* **Activities**
• A. In the bioequivalence statistics passage, what acceptance range results from the commonly applied 20% clinically relevant difference?
• B. Continue the bioequivalence statistics passage from its last sentence.

An Analysis of Variance (ANOVA) instead of a t-test allows to take period-effects into account.50 51 52 This decade was also the heyday of Bayesian methods.53 54 55 56 Nomograms for sample size estimation were also Bayesian57 but happily misused by frequentists. New parametric58 59 as well as nonparametric methods entered the stage.58 60 PK metrics to compare controlled release formulations in steady state were proposed.61 62 63 The first software to evaluate 2×2×2 crossover studies was released in the public domain.64
The acceptance range in bioequivalence is based on a ‘clinically relevant difference’ \(\small{\Delta}\), i.e., for data following a lognormal distribution \[\left\{\theta_1,\theta_2\right\}=\left\{100\,(1-\Delta),100\,(1-\Delta)^{-1}\right\}\tag{5}\] It must be mentioned that the commonly applied \(\small{\Delta=20\%}\)65 leading to \(\small{\{80.00\%,}\) \(\small{125.00\%\}}\) is arbitrary (as is any other).
An important leap forward was the Two One-Sided Tests Procedure (TOST)21 – although it was never implemented in its original form \(\small{(6)}\) in regulatory practice. Instead, the confidence interval inclusion approach \(\small{(7)}\) made it to the guidelines. Although these approaches are operationally identical (i.e., their outcomes [pass | fail] are the same), these are statistically different methods:
The TOST Procedure gives two \(\small{p}\)-values, namely \(\small{p(\theta_0\geq\theta_1)}\) and \(\small{p(\theta_0\leq\theta_2)}\).

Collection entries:
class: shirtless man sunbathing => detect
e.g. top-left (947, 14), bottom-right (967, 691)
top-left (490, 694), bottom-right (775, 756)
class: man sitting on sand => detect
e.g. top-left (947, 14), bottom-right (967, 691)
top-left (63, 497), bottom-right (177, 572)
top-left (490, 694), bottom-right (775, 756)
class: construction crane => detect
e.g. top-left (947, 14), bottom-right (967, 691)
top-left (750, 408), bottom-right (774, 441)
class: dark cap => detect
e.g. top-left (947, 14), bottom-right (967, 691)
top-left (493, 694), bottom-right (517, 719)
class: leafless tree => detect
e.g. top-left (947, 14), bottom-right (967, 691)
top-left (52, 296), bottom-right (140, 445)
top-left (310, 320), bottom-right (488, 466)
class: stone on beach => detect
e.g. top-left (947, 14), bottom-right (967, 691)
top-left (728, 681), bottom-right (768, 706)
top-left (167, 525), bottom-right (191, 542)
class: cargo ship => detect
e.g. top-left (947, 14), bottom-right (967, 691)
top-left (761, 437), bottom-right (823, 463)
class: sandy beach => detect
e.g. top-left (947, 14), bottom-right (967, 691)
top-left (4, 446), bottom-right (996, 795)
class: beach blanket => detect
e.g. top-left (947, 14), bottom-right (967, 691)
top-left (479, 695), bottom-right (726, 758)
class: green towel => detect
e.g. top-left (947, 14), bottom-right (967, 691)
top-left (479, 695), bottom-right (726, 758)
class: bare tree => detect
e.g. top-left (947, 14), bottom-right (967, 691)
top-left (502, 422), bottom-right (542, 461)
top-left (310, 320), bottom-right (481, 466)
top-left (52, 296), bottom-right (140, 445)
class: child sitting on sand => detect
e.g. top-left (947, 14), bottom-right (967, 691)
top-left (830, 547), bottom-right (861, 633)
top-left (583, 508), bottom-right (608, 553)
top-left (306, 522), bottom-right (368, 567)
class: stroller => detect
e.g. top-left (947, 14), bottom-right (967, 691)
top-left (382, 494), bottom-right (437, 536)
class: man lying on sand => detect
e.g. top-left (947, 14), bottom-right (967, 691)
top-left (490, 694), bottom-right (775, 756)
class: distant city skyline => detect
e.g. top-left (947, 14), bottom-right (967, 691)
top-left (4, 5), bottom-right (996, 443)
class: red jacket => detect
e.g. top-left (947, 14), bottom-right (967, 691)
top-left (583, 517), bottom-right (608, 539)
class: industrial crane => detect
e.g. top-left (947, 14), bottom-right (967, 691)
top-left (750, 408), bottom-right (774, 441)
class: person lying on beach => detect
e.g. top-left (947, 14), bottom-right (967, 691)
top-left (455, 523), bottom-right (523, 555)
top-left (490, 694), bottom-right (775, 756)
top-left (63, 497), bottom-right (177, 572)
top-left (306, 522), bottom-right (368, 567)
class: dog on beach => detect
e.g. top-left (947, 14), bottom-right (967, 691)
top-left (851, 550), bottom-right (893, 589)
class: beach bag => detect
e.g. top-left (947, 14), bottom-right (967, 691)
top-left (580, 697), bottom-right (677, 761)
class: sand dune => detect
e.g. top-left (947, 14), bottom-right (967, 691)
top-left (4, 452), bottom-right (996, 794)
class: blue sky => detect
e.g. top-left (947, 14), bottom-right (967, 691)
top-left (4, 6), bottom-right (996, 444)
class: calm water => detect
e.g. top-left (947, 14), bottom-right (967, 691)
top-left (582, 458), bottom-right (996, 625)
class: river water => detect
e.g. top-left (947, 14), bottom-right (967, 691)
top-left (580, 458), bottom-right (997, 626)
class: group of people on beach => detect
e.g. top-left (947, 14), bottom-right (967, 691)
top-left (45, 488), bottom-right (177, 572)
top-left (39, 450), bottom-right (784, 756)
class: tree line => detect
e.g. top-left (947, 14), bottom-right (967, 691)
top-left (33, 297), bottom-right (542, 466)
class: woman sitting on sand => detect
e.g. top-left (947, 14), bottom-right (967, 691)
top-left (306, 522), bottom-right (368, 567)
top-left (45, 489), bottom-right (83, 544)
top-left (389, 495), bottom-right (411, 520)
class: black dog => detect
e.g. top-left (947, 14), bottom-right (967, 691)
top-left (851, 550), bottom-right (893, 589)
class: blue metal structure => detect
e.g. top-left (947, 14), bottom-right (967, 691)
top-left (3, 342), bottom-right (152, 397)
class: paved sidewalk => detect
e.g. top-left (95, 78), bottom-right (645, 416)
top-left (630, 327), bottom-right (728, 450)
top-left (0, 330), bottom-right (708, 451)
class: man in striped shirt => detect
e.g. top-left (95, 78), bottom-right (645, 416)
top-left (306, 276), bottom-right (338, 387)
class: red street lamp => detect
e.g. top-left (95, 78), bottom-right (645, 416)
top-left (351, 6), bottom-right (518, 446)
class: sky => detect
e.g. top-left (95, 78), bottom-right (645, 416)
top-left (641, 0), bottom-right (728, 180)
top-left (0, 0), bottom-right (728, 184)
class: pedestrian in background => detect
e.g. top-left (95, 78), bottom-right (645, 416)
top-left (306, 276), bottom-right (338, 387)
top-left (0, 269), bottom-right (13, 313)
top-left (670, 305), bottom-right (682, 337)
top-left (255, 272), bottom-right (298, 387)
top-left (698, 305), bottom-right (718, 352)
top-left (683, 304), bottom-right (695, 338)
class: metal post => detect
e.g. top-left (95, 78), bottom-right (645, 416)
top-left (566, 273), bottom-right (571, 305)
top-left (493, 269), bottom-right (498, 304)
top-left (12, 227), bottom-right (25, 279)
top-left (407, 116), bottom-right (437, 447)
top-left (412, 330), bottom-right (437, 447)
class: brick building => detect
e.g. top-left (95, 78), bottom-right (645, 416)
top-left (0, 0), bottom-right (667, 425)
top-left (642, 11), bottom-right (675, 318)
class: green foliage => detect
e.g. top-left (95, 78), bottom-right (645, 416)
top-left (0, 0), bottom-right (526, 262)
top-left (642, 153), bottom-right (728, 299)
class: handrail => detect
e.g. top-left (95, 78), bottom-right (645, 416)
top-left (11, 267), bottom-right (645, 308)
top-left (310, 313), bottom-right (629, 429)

* **Outputs for the tasks**
• A. The commonly applied 20% difference leads to an acceptance range of 80.00% to 125.00%.

• B.
\[\begin{matrix}\tag{6} H_\textrm{0L}:\frac{\mu_\textrm{T}}{\mu_\textrm{R}}\leq\theta_1\:vs\:H_\textrm{1L}:\frac{\mu_\textrm{T}}{\mu_\textrm{R}}>\theta_1\\ H_\textrm{0U}:\frac{\mu_\textrm{T}}{\mu_\textrm{R}}\geq\theta_2\:vs\:H_\textrm{1U}:\frac{\mu_\textrm{T}}{\mu_\textrm{R}}<\theta_2 \end{matrix}\]
The two-sided \(\small{1-2\,\alpha}\) confidence interval is assessed for inclusion in the acceptance range \(\small{\left\{\theta_1,\theta_2\right\}}\).
Evaluating our example for \(\small{\left\{\theta_1,\theta_2\right\}=\left\{80\%,120\%\right\}}\)
by \(\small{(6)}\)
we get \(\small{p(\theta_0\geq\theta_1)=0.0160}\)
and \(\small{p(\theta_0\leq\theta_2)=0.0528}\).
Since one of the \(\small{p\textsf{-}}\)values is \(\small{>\alpha}\), the study would fail.
Assessing it by \(\small{(7)}\) we get a
CI of 82.44 – 124.21%. The
study would fail because the upper
CL is > 120%.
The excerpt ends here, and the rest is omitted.